Reproduce the material below word for word, keeping every line unchanged.
## Start
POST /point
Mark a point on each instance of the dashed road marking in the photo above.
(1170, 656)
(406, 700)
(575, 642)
## End
* _FINAL ANSWER_
POST /point
Mark a point on each instance of the dashed road marking in the photo above.
(1170, 656)
(406, 700)
(575, 642)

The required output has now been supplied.